Fortunately, the majority brought copies previously acquired, because by the end of the afternoon, there were none left on the shelves.

At £20 per copy, such a volume of sales has to be an indication of considerable interest among a population not particularly noted for splashing out on literature. Judging by the positive comments of those who had already read it, Terry Betts' account of his rise from obscure and humble beginnings to something approaching international prominence also met with considerable local approval and it is easy to see why. Agree or disagree with some of the author's outspoken comments on life and politics, like or dislike the conversational and occasionally expletive-laden style in which they are written, what is clear is that Betts is a genuinely representative voice of a people who have not always found it easy or indeed advisable to express frankly the realities of their situation.

A Falkland Islander Till I Die is a big book, which combines a number of themes and stories, each of which could have formed the basis of separate volumes, and, in some cases, maybe major movies. For example, in tracing his lineage from a number of pioneer Falklands families, including the progeny of the splendidly-named Jacob Napoleon Goss, Terry puts us directly in touch with 19th century Stanley, a swashbuckling frontier town, populated by sea-farers, gauchos and assorted riff-raff and presided over by a sparse, but influential colonial plutocracy. At this time a series of underhand deeds, which might have included murder, were perpetrated by an Anglican clergyman and appear to have robbed Terry of any chance of being born into the upper echelons of Falklands society.

"The children were crying, dad was in his bed, too frightened to move, my wife was shaken and pale, whilst I was frantic, confused and shitting myself." No book written about the Falkland Islands in recent times can ignore the events of 1982 and A Falkland Islander Till I Die is no exception. Military and political commentaries of the war abound, but Terry Betts clear, graphic and honest account of his family's war makes a very valuable addition to the small store of good writing about the civilian experience during this traumatic time.

In the section of the book, which deals with his career as member and finally leader of the Falkland Islands General Employees Union, the author gives us a very clear and readable description of the social and economic structure of the farming industry during this time, but Terry Betts was essentially a town boy and the passages which deal with his boyhood in Stanley in the fifties, besides being occasionally very entertaining, are also very valuable from a social history point of view.

What written records there are of ordinary Falkland Islands life in the past generally concern "The Camp", the islanders name for anywhere that isn't Stanley. Early illnesses prevented Terry Betts from following companions onto farms during the school holidays and so he grew up, for a Falkland Islander, uniquely unacquainted with sheep and sheep farming. As he puts it himself "Reading, talking, playing and thinking about football was just about all I did do, other than a bit of singing'. Perhaps because of this lack of familiarity, his account of an unexpected, shocking and fortunately brief introduction to the world of work on an isolated island farm is all the more acute and well-described.

▬▬▬

**Given instruction A**
Rewrite the records, replacing "wooden stick" with "bamboo pole" and leaving everything else unchanged.
The book review above and the records that follow are unrelated to each other.

**Provided records**
▬▬▬

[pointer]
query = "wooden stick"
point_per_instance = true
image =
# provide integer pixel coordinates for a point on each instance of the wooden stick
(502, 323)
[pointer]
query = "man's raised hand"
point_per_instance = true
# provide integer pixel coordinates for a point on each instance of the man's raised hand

▬▬▬

**Given instruction B**
According to the book review, what groups of people populated 19th-century Stanley?

**Written answer A**
[pointer]
query = "bamboo pole"
point_per_instance = true
image =
# provide integer pixel coordinates for a point on each instance of the bamboo pole
(502, 323)
[pointer]
query = "man's raised hand"
point_per_instance = true
# provide integer pixel coordinates for a point on each instance of the man's raised hand

**Written answer B**
- sea-farers
- gauchos
- assorted riff-raff